Reproduce exactly the lines of the listing from the one containing "of the seated" to its final line, both included.
(Source material Opens)
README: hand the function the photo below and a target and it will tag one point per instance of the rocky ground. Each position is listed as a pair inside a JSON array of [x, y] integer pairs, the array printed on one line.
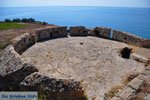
[[95, 62]]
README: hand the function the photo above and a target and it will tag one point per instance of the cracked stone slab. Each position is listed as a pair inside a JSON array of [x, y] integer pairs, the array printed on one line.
[[13, 68], [138, 58], [146, 78], [58, 89], [126, 93], [115, 98]]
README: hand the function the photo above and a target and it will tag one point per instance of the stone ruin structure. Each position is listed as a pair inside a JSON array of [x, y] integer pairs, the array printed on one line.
[[18, 75]]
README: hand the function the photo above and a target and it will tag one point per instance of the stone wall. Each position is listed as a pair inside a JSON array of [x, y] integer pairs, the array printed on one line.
[[127, 38], [52, 32], [146, 43], [78, 31], [13, 69], [21, 43], [102, 32], [98, 31], [58, 89], [18, 75]]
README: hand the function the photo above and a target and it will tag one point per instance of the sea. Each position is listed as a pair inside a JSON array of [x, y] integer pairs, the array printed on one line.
[[133, 20]]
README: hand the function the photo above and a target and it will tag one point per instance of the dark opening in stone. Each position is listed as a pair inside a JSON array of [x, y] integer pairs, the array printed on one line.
[[125, 38], [125, 52], [96, 32], [81, 43]]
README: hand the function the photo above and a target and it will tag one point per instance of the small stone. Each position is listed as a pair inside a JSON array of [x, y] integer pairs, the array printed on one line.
[[139, 58], [136, 83], [126, 93], [115, 98], [147, 97]]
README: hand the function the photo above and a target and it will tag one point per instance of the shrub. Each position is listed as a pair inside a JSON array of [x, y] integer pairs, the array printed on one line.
[[16, 20], [44, 23], [25, 20], [31, 20], [7, 20]]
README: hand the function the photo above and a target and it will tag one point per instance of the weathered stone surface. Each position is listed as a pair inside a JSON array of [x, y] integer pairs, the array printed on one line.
[[51, 32], [91, 32], [93, 61], [127, 38], [42, 34], [147, 97], [13, 69], [138, 58], [146, 43], [136, 83], [126, 93], [115, 98], [146, 78], [102, 32], [78, 31], [59, 32], [59, 89], [21, 43]]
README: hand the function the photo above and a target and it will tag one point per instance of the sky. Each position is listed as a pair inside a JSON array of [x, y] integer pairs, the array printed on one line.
[[114, 3]]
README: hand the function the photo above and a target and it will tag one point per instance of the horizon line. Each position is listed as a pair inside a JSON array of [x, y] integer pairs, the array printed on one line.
[[76, 6]]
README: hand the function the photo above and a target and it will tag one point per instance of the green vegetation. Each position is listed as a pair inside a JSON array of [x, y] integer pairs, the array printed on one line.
[[44, 23], [4, 26], [16, 20], [7, 20]]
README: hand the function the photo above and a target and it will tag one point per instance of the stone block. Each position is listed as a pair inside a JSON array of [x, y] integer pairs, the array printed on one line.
[[102, 32], [13, 69], [146, 43], [138, 58], [78, 31], [50, 32], [58, 32], [22, 42], [127, 38], [115, 98], [126, 93], [146, 78], [136, 83], [59, 89]]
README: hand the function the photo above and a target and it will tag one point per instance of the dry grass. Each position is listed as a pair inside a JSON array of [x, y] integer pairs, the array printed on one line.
[[129, 78], [114, 90], [35, 61]]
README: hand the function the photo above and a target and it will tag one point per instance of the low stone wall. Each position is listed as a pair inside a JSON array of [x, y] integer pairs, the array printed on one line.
[[102, 32], [127, 38], [13, 69], [57, 89], [17, 75], [78, 31], [98, 31], [134, 86], [146, 43], [21, 43], [52, 32]]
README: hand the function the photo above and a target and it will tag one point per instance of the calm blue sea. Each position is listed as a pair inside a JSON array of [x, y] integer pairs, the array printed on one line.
[[134, 20]]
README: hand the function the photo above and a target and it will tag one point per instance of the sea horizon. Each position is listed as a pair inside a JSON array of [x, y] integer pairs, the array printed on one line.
[[134, 20]]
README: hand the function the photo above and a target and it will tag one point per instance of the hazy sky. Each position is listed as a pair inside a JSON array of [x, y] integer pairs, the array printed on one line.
[[118, 3]]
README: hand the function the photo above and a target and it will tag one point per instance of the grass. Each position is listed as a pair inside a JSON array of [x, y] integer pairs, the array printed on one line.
[[114, 90], [4, 25], [144, 90]]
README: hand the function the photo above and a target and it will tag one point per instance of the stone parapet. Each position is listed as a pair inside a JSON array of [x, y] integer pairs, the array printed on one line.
[[127, 38]]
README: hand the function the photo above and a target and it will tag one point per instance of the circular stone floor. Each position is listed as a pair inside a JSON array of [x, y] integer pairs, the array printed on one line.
[[93, 61]]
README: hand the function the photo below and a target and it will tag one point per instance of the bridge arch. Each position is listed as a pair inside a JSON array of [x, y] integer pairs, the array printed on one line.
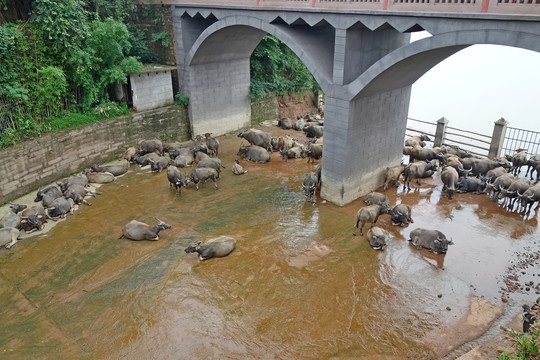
[[407, 64], [247, 32]]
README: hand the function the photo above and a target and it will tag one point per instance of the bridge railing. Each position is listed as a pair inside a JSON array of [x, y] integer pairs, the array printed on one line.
[[504, 140], [516, 7]]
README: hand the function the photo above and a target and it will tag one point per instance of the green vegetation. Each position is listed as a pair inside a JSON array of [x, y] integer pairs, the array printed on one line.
[[275, 69], [526, 346]]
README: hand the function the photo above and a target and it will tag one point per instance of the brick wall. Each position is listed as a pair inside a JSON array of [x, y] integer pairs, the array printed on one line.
[[26, 166]]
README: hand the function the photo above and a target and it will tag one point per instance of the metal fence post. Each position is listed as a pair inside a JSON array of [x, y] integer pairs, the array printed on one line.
[[497, 139], [440, 132]]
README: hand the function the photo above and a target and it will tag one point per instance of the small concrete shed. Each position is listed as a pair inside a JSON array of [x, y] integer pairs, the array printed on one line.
[[152, 88]]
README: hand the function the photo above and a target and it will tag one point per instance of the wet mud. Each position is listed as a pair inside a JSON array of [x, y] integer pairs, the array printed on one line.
[[298, 284]]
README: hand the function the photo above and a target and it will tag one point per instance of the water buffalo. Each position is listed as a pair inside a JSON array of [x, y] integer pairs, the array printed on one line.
[[299, 124], [149, 146], [418, 171], [136, 230], [143, 160], [433, 240], [257, 138], [59, 208], [237, 168], [518, 187], [176, 181], [12, 217], [75, 180], [310, 183], [159, 164], [202, 175], [313, 131], [401, 215], [492, 174], [116, 170], [33, 218], [48, 195], [391, 175], [472, 185], [375, 198], [417, 140], [419, 153], [128, 154], [285, 123], [529, 197], [254, 153], [8, 237], [213, 163], [502, 182], [376, 237], [531, 164], [450, 178], [314, 151], [369, 214], [217, 247], [99, 178], [212, 143]]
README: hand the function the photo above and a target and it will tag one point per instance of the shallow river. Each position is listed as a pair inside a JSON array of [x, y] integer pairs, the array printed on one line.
[[298, 284]]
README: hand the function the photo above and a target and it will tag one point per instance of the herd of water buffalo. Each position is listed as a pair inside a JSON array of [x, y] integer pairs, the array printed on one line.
[[460, 172]]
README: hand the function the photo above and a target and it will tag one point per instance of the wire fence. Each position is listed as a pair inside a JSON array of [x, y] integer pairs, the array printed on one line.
[[521, 139]]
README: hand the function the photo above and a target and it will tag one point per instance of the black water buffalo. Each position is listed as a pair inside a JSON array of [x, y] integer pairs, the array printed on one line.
[[136, 230], [33, 218], [417, 140], [375, 198], [75, 180], [310, 183], [213, 163], [314, 152], [254, 153], [401, 215], [492, 174], [116, 170], [376, 237], [369, 214], [159, 164], [502, 182], [420, 153], [529, 197], [313, 131], [285, 123], [472, 185], [418, 171], [12, 217], [518, 187], [212, 143], [48, 195], [176, 181], [258, 138], [391, 175], [202, 175], [149, 146], [217, 247], [143, 160], [433, 240], [450, 178], [60, 207]]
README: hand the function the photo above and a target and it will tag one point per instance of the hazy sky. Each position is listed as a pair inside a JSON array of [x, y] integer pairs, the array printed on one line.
[[478, 85]]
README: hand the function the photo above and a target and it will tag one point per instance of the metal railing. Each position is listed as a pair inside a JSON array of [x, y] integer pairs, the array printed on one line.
[[515, 139]]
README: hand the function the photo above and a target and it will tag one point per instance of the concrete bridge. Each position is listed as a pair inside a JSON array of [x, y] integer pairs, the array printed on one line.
[[358, 50]]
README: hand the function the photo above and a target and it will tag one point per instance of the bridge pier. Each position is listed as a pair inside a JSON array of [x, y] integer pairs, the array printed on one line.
[[362, 137]]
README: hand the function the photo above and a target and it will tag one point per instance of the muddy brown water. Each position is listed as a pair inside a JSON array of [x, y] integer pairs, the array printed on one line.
[[298, 284]]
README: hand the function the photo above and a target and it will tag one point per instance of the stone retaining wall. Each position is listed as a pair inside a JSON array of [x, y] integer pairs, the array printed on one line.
[[26, 166]]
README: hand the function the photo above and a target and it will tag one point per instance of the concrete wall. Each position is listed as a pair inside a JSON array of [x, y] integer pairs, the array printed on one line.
[[26, 166], [152, 90]]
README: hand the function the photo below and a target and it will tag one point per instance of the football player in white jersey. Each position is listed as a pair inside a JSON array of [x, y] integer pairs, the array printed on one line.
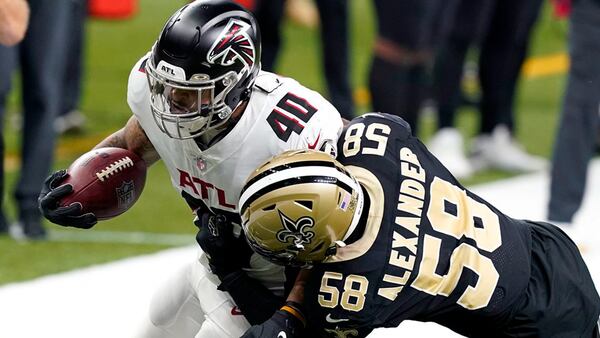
[[202, 105]]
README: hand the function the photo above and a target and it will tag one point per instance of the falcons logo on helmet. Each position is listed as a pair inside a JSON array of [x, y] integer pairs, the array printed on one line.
[[233, 43]]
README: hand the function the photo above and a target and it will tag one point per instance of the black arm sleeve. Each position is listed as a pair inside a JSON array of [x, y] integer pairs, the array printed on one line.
[[256, 301]]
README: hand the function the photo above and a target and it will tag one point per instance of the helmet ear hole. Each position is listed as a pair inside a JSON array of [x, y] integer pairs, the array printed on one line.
[[307, 204], [318, 247]]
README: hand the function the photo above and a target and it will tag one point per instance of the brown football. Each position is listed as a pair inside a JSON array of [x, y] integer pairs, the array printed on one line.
[[106, 181]]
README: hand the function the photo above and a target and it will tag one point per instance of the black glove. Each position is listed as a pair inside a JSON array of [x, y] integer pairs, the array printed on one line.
[[69, 216], [225, 252], [282, 324]]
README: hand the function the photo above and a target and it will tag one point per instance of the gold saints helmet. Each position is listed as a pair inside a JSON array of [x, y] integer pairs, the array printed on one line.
[[299, 206]]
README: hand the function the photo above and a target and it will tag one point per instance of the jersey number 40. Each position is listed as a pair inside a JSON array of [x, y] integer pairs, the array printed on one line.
[[290, 115]]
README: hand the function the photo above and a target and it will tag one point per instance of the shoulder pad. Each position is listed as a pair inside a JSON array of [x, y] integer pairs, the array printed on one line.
[[267, 83]]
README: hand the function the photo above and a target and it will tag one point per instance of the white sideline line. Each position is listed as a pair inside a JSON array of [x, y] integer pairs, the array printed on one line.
[[109, 300], [100, 236]]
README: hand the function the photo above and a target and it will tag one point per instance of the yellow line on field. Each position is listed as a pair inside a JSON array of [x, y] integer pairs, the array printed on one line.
[[546, 65]]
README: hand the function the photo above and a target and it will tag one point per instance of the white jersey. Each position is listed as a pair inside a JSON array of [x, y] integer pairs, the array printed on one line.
[[281, 115]]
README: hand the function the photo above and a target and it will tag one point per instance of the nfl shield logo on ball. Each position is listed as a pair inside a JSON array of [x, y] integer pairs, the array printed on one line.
[[125, 194]]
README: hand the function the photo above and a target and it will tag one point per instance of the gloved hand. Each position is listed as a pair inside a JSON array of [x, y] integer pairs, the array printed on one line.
[[224, 251], [69, 216], [283, 324]]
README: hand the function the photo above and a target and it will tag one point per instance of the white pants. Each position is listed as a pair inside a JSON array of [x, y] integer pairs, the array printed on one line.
[[189, 305]]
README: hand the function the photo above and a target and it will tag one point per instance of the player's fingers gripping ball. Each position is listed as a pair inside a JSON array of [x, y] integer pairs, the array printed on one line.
[[106, 182]]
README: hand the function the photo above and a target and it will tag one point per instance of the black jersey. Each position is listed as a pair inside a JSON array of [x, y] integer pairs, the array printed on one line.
[[431, 250]]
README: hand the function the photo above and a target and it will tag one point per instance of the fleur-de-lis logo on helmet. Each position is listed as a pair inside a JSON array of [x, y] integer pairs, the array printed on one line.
[[299, 231], [233, 43]]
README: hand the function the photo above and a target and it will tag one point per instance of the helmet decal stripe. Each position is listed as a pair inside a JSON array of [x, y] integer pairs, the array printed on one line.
[[294, 180], [287, 166], [279, 179]]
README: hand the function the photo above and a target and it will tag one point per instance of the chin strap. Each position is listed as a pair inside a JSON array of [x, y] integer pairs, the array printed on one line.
[[360, 202]]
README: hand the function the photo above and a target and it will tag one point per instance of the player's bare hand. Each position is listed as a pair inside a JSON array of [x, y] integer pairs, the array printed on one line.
[[283, 324], [49, 204]]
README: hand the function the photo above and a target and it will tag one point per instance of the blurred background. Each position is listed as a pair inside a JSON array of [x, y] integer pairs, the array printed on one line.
[[160, 220]]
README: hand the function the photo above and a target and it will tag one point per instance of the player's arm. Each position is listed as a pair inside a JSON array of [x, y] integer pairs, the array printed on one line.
[[132, 137], [228, 256], [289, 321]]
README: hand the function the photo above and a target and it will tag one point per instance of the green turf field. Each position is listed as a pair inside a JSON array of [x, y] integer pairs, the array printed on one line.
[[113, 47]]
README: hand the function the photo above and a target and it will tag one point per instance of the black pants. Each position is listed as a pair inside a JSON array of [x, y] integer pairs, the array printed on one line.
[[399, 84], [580, 119], [502, 30], [334, 39], [561, 299]]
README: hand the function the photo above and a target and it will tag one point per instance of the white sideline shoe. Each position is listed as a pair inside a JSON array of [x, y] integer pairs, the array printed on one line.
[[500, 151], [447, 145]]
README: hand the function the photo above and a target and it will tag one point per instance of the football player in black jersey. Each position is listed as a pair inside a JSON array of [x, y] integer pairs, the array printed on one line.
[[391, 235]]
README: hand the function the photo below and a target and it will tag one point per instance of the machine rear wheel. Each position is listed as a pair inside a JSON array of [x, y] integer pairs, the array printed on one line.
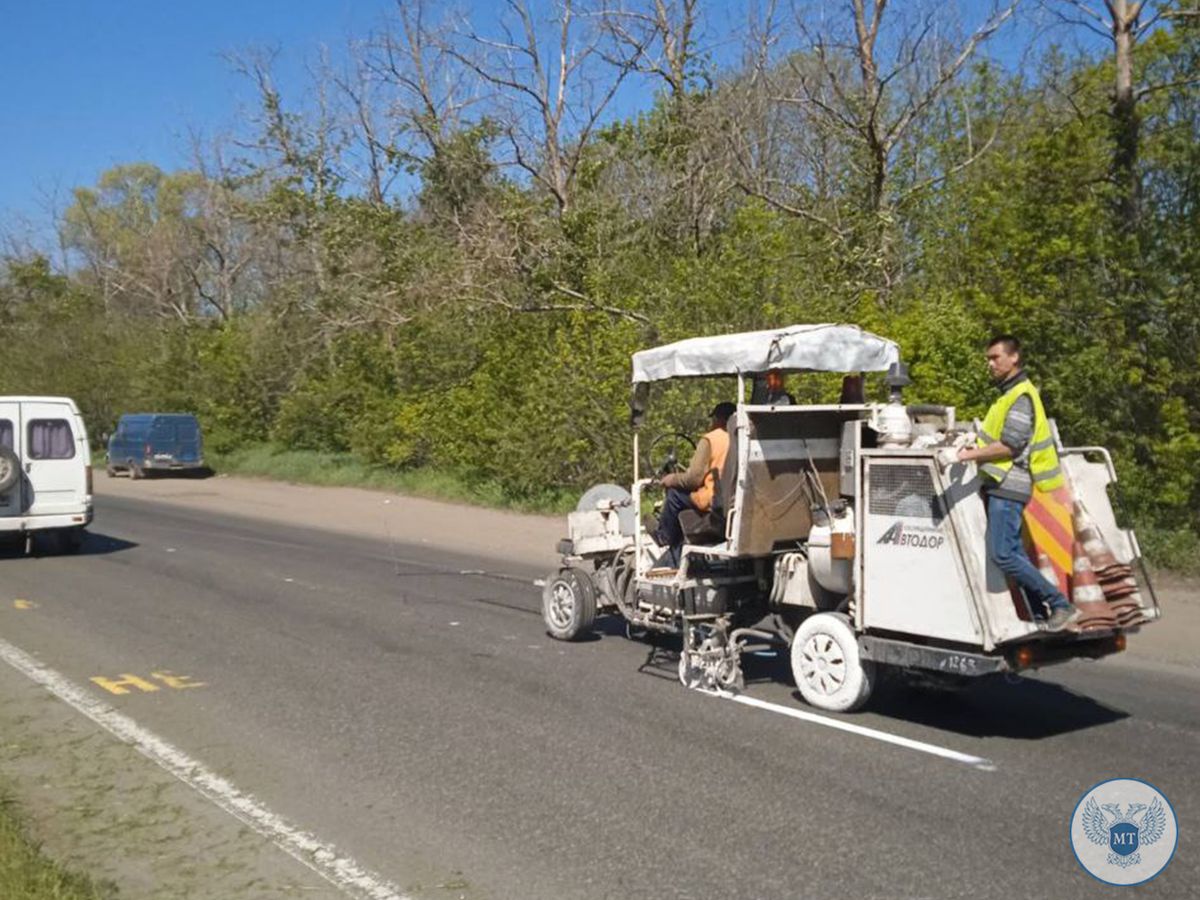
[[827, 665], [569, 604]]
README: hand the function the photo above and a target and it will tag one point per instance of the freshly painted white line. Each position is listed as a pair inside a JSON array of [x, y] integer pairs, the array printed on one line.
[[976, 761], [321, 857]]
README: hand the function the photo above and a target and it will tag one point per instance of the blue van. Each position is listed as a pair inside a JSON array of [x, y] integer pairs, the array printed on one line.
[[154, 442]]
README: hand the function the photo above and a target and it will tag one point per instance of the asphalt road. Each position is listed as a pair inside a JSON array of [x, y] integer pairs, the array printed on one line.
[[420, 719]]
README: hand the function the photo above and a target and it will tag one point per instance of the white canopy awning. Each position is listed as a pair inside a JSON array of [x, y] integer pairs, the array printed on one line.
[[793, 348]]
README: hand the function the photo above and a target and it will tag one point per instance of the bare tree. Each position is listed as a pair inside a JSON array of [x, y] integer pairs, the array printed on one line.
[[838, 95], [881, 106], [549, 83], [1122, 23]]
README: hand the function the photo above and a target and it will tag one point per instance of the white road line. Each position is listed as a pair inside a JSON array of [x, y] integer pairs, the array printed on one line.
[[322, 858], [976, 761]]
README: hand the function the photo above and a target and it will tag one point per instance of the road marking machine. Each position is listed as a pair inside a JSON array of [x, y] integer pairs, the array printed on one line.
[[847, 532]]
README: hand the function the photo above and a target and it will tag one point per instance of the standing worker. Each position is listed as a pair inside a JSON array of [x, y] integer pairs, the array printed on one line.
[[1015, 454]]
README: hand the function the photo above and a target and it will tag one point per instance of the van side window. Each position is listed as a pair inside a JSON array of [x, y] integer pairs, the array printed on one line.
[[51, 439]]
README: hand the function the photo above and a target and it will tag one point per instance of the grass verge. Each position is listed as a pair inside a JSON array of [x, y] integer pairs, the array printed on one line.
[[28, 875], [312, 467]]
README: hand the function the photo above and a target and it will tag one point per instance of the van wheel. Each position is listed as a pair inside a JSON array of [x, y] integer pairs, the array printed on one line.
[[569, 604], [827, 665], [10, 469]]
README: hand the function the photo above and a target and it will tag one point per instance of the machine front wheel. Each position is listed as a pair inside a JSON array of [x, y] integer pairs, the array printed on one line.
[[827, 665], [569, 604]]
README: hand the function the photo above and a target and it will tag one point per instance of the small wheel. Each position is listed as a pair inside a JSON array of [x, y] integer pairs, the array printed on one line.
[[10, 469], [689, 676], [569, 604], [827, 665]]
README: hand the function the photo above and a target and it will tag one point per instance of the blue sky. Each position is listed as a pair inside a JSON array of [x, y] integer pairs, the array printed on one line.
[[88, 85], [91, 84]]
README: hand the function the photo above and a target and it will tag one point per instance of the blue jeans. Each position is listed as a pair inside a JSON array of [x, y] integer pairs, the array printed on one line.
[[1008, 553], [670, 532]]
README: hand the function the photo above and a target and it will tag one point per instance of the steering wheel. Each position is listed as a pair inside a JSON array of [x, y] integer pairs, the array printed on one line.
[[663, 455]]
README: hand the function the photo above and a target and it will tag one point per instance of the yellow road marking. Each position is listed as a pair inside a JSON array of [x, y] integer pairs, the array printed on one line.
[[125, 682], [173, 681]]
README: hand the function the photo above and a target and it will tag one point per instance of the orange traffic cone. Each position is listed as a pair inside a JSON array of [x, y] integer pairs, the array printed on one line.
[[1087, 594], [1085, 589]]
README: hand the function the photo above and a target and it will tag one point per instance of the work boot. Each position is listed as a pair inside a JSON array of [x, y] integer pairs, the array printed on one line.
[[1062, 617]]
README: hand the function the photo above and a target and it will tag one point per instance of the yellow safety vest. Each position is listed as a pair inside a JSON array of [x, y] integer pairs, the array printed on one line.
[[1042, 455]]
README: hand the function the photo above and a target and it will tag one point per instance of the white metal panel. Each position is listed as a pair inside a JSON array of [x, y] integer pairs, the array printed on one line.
[[1090, 483], [55, 486], [912, 577]]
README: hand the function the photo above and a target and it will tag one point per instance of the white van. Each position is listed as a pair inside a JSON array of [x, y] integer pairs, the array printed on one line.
[[45, 469]]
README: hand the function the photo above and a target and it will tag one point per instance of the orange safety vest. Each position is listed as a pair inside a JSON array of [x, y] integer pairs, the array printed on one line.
[[718, 445]]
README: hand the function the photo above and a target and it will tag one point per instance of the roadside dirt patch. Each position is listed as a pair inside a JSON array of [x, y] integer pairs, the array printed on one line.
[[97, 805]]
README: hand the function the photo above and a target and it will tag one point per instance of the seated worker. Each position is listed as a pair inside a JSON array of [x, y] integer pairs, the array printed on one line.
[[768, 390], [693, 489]]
(Source material Closes)
▶ _Expected output_
README: hand the function the photo above and a target and it will tag one point per instance of the seated worker. Each position is listed as a pair inside a JSON array of [x, y] integer pairs, the array printed on one line.
[[768, 390], [693, 489]]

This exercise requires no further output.